--- Supplied data ---
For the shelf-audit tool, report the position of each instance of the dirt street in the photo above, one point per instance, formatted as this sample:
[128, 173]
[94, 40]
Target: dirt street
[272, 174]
---
Assignment => Repeat each line above exactly as written.

Answer section =>
For the shelf-audit tool, report the position of each instance of the dirt street in the photo above, one point per instance, formatted as this sample:
[128, 173]
[94, 40]
Target: dirt street
[272, 174]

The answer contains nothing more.